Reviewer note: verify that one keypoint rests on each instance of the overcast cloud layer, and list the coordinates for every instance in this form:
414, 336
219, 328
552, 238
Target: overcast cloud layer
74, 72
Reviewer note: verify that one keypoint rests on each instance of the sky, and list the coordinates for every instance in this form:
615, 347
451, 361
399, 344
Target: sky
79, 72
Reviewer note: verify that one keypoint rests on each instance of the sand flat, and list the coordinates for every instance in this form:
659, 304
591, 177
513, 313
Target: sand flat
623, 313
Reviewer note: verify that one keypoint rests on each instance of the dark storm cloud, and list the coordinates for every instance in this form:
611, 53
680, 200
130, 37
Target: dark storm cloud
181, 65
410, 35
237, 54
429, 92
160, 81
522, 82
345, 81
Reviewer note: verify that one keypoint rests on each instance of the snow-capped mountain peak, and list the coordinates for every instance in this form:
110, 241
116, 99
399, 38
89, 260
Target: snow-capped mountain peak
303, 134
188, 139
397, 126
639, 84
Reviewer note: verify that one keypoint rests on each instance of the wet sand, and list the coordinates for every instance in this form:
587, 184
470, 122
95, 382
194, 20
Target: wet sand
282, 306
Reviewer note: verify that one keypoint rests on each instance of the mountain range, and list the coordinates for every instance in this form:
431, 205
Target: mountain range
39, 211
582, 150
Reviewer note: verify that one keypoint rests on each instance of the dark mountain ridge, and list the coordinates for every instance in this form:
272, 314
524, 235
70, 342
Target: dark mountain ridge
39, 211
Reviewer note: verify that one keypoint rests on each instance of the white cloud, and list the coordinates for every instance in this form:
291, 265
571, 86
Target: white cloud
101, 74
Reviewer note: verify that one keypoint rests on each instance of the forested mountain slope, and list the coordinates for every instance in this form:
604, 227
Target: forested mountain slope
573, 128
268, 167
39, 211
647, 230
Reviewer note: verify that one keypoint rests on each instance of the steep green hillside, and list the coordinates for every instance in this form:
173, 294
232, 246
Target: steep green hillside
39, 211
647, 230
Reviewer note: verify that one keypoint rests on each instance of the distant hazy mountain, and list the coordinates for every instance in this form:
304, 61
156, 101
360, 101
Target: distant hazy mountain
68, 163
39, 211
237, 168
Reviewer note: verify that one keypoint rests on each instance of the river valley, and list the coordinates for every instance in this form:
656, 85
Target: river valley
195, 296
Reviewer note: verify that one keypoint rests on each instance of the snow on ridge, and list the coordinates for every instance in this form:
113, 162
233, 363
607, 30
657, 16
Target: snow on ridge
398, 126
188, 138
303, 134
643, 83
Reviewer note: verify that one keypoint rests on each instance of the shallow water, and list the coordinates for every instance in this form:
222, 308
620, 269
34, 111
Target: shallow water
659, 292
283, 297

---

__WHAT YOU HAVE TO DO__
Rewrite every line from the one containing "of the steep" through the end of the material, requests included, scaling each keypoint coordinate in the answers by 1.2 and rounding to whole numbers with halves rounded up. Leave the coordinates inside the requests unchanged.

__TASK OUTPUT__
Reviewer note: verify that one keypoint rests on each instance of the steep green hillside, and list the coordinates for every instance in this form:
173, 294
232, 246
Target: steep green hillside
47, 253
776, 276
Reviewer note: verify that one keypoint rests on each instance of the distant hazy mountain, and list the coordinates for every instance in this form:
304, 61
156, 101
360, 101
Target: distant hazy mountain
82, 196
47, 253
284, 202
Reviewer note: verify that one keypoint rests on each instance of the river valley, and list the coordinates for every instance in this form:
656, 85
Target: river valley
234, 355
Reviewer note: verify that one keypoint rests on each instance of the snow on ridge, and list the coordinates for every instance in this form:
113, 162
233, 363
607, 30
657, 16
Target: snow on ridge
478, 151
226, 166
364, 161
772, 100
Reviewer note: verify that one keypoint rests on each instance of the shallow water, and list the coordinates for every instance in this form:
222, 308
620, 269
34, 111
Target: shallow water
791, 350
340, 356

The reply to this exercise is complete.